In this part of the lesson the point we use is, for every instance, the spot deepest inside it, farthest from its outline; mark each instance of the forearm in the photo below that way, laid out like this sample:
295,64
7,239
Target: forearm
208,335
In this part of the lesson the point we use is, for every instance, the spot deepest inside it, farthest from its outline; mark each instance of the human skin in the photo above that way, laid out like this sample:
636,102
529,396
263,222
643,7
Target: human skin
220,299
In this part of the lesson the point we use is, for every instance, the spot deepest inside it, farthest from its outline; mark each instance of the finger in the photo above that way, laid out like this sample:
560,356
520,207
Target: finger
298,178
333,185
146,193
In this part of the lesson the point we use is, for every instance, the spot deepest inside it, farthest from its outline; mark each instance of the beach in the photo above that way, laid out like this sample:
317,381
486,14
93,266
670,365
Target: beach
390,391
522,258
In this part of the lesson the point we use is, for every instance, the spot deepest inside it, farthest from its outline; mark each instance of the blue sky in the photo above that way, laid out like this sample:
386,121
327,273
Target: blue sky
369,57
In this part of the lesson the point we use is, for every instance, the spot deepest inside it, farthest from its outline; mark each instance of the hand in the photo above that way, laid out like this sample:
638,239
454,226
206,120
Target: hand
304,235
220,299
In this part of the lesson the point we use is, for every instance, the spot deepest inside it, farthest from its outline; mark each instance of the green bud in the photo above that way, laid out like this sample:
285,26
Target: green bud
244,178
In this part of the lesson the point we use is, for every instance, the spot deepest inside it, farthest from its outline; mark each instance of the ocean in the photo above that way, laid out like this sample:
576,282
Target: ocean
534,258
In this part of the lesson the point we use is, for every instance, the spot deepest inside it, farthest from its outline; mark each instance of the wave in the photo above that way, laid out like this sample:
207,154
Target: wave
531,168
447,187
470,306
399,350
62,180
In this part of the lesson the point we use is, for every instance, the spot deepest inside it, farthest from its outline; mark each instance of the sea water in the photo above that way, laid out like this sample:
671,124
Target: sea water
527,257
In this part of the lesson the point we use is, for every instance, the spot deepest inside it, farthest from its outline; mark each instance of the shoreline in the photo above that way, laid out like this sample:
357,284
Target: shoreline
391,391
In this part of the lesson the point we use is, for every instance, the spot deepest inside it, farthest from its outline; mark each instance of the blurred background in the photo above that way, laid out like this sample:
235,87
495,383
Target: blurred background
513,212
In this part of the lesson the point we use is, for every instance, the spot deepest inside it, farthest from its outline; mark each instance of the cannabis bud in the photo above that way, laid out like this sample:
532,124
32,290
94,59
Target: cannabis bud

> _Work required_: Rewrite all of the material above, putting "most distant from its edge" wherever "farthest from its outline" appears and leaving everything else unchanged.

> _Task result_:
In this part of the lesson the point we use is, for every instance, the spot deepest inside it, most distant from its edge; mark each instance of the forearm in the photo below that way, laid out like this sample:
295,64
7,239
Target: forearm
208,335
In this part of the lesson the point we use is, for every instance, the spot deepest inside it, most distant from its edge; mark each instance of the human skin in the photo above that way, laid out like this sample:
636,102
529,396
263,222
643,7
Target: human skin
220,299
In this part of the lesson the point we use is, for every instance, the spot deepest inside it, most distant from its edge; mark each instance of the finger in the photo above that way, laid out like this sample:
560,356
520,207
Target: finger
298,178
333,185
146,193
In this part of the lesson the point we use is, for every instance, the spot deepest inside it, most distant from its edge; mark each instance of the beach in the photo above that way, laid out like this sample:
317,381
486,14
93,266
670,365
Target: beach
390,391
522,258
In this part of the lesson the point we use is, for every instance, the spot deepest inside it, most distant from its edge; mark each instance of the blue sky in the photo above that way, laid out like this sample:
386,121
327,273
Target: blue sky
369,57
In this part of the lesson the point we use is, for every instance, the spot deepest inside it, most distant from its edge; mark each instance of the hand in the photo above that way, laid out like this sample:
638,239
454,226
206,120
Target: hand
304,235
220,299
In this part of the lesson the point we use is, for every instance, the spot deepest inside it, most distant from its edge; mark each instance of the green bud in the photo above that way, laid out like this sample:
285,26
Target: green bud
244,178
In this part of the lesson the point we use is, for every instance, the spot deepest inside it, most distant from its edge; mark each instance of the ocean in the photo above that way, laid out like this sample:
576,282
Target: ocean
534,258
In this part of the lesson the point we use is, for every instance, the spot deepest inside it, most distant from its edge; mark each instance of the wave in the photo above that way, laid out like this sample:
207,154
Target: wave
531,168
447,187
470,306
399,350
62,180
In this part of the lesson the point we use is, for every instance, the spot deepest inside it, most distant from its edge; mark each instance of the sea water in the photo above that way, laid out like this sample:
671,124
Target: sea water
527,257
In this part of the lesson the point we use is, for every instance, the spot deepest inside it, most distant from its edge; mark each instance of the shoreline in the photo above that way, laid out like this sample:
357,284
Target: shoreline
391,391
In this part of the lesson the point we use is, for every instance, the spot deepest inside it, most distant from its edge; mark each instance of the blurred background in the photo above that way, laid out like this sample:
235,87
495,383
Target: blurred background
513,212
In this part of the lesson the point we use is, for every instance, the spot deepest inside it, most distant from its edge; mark each instance of the cannabis bud in the photo above that way, laid out like this sample:
532,124
32,290
94,59
Target: cannabis bud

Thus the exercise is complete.